What you have to do
Set down exactly the lines of the records from the top to the line containing "Identify the orange traffic"; include both.

**********

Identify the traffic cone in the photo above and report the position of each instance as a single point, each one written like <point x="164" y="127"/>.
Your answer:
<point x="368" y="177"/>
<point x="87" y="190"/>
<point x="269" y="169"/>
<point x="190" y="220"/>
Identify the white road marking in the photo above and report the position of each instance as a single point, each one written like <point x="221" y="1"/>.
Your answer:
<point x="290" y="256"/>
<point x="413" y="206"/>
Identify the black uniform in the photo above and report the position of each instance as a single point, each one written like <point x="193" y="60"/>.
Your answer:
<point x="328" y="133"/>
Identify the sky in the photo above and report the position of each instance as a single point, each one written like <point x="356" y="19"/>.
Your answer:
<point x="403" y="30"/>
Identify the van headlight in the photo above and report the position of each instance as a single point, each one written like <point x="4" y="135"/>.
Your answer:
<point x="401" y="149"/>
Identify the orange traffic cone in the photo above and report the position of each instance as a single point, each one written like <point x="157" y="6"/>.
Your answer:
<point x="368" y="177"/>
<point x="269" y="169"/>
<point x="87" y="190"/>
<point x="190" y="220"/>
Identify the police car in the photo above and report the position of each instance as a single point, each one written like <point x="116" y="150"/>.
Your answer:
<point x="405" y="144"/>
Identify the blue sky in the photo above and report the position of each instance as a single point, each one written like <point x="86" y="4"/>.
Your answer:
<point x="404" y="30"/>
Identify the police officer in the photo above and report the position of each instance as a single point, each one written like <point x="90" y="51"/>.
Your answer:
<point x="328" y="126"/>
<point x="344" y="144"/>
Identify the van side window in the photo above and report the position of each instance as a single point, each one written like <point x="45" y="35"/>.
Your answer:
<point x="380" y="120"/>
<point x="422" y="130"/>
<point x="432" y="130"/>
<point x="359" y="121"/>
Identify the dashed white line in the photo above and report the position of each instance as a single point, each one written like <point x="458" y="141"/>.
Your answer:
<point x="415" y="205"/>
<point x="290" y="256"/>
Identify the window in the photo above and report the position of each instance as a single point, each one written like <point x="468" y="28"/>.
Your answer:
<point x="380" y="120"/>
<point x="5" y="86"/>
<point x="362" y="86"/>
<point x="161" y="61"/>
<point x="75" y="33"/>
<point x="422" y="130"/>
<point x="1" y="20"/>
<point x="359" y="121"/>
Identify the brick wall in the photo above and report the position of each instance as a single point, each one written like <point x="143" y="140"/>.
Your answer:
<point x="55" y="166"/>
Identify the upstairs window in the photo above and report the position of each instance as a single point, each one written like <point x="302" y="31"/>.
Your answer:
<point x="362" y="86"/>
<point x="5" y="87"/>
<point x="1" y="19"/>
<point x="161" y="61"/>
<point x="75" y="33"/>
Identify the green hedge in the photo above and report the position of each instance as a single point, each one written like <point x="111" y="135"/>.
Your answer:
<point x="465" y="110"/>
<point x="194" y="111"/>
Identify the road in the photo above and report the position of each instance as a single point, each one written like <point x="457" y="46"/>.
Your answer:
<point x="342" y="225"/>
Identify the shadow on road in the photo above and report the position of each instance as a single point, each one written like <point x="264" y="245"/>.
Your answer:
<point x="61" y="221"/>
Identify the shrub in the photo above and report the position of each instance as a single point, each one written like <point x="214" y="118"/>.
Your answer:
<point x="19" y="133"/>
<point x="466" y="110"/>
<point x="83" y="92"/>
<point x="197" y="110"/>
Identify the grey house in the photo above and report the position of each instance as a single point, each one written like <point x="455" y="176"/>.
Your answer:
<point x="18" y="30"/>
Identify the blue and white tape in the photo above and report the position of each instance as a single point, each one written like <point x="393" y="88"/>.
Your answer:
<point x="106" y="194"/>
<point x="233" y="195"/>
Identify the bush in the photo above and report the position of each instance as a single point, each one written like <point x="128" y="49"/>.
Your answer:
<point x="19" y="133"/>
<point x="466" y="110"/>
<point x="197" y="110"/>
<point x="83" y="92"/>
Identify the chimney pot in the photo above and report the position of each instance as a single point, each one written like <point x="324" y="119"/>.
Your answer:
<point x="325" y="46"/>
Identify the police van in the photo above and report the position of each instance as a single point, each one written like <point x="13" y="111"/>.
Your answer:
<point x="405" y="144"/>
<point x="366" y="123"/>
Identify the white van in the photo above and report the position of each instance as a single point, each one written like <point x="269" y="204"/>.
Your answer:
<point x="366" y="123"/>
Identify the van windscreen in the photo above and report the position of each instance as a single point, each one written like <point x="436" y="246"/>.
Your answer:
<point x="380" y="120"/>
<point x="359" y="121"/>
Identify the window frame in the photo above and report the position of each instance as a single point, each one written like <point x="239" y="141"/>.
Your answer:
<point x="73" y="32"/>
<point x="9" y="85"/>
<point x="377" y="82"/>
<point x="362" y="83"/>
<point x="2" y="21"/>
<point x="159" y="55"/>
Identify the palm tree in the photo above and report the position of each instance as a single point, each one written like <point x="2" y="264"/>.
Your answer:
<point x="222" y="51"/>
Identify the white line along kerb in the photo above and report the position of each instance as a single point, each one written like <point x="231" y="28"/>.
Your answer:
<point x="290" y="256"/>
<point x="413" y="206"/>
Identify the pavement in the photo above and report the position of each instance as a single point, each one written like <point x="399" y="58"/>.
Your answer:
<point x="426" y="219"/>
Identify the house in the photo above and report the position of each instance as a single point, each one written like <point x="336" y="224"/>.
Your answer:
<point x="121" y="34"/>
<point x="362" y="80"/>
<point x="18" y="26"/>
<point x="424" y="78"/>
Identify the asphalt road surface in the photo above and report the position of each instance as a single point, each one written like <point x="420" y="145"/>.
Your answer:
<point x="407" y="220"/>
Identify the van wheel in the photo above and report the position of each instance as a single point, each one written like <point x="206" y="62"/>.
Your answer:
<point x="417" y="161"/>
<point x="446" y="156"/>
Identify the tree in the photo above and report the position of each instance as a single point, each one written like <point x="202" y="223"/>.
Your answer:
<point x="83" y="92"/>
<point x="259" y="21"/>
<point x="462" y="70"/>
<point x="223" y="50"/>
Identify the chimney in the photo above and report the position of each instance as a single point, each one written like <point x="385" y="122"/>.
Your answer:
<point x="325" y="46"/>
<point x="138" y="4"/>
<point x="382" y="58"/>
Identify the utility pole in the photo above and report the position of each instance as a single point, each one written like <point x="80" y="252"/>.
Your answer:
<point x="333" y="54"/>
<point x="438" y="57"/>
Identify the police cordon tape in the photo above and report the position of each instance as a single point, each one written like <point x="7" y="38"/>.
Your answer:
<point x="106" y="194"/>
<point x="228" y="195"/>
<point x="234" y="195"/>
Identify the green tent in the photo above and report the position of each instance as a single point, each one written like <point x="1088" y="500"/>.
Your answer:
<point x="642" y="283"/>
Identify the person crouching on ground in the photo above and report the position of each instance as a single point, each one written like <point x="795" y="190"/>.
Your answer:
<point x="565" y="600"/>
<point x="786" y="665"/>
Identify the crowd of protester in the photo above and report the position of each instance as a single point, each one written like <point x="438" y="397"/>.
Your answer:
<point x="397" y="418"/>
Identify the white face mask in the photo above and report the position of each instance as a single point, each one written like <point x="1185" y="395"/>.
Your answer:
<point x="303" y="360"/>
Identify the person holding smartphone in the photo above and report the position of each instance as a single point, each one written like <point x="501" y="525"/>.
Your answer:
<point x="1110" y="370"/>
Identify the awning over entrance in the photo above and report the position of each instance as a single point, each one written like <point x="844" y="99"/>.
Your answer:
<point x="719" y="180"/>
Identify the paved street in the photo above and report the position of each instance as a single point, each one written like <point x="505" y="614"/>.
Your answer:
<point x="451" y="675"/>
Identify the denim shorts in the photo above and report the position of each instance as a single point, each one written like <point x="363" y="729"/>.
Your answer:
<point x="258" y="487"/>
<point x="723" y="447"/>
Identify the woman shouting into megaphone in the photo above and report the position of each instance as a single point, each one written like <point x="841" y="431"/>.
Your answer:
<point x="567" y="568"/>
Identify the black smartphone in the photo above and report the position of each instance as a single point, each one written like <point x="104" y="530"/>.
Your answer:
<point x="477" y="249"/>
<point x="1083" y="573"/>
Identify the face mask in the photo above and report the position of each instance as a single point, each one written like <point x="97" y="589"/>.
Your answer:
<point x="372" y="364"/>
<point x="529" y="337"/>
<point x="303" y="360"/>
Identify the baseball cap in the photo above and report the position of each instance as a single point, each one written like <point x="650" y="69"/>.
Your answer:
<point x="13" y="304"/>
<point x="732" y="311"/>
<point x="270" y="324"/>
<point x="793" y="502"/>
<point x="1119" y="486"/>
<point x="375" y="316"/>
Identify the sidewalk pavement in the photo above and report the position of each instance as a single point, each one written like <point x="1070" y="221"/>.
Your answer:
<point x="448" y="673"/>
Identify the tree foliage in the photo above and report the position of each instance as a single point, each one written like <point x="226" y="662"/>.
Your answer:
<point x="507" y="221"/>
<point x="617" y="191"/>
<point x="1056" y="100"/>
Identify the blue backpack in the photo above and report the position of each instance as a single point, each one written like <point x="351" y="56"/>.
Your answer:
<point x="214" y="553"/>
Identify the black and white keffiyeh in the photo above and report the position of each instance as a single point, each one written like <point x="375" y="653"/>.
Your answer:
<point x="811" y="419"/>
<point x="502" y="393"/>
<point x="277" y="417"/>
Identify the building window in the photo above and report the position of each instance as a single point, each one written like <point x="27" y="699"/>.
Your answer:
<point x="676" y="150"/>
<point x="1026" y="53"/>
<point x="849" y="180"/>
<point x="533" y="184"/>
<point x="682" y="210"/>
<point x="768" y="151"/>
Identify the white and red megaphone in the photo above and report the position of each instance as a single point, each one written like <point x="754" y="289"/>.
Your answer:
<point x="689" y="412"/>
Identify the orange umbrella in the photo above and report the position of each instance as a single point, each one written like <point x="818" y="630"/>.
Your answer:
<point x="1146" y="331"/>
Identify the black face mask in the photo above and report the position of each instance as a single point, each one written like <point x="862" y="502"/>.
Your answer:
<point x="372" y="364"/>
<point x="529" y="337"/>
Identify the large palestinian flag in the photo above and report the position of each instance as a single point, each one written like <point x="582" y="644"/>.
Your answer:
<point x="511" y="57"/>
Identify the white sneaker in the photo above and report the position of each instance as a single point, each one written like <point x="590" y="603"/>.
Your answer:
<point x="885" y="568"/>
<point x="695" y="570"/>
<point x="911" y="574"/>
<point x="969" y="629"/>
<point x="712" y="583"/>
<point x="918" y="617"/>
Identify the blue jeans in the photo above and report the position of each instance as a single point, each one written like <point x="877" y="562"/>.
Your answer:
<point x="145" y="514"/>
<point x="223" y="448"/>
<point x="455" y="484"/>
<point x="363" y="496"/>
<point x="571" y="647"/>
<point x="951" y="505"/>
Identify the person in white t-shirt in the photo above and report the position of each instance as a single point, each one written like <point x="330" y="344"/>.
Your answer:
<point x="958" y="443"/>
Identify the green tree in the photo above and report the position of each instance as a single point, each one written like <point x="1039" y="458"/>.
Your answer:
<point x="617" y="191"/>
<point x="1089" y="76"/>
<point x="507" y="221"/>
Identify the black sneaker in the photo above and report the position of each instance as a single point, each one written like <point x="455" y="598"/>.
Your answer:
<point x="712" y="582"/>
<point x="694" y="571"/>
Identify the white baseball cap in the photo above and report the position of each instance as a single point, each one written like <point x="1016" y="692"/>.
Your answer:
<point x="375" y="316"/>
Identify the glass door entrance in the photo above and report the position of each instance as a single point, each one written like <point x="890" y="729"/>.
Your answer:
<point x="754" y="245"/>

**********

Task solution
Identify the traffic cone in the photo above and report the position of each instance as a single point, each one written like <point x="164" y="127"/>.
Your answer:
<point x="368" y="177"/>
<point x="87" y="190"/>
<point x="269" y="169"/>
<point x="190" y="220"/>
Identify the white road marking in the photo above and report the position of each instance as a single point, each one written like <point x="221" y="1"/>.
Your answer:
<point x="290" y="256"/>
<point x="413" y="206"/>
Identify the black uniform in the photo above and report the position of each instance as a single point, each one written like <point x="193" y="60"/>.
Your answer:
<point x="328" y="133"/>
Identify the sky in the photo above and report the position of each instance as a single point, each one written like <point x="356" y="19"/>.
Your answer:
<point x="403" y="30"/>
Identify the van headlight in the photo above and report the position of each instance as a single point, each one written like <point x="4" y="135"/>.
Your answer:
<point x="401" y="149"/>
Identify the orange traffic cone in the photo above and report the position of each instance as a single point, each one written like <point x="157" y="6"/>.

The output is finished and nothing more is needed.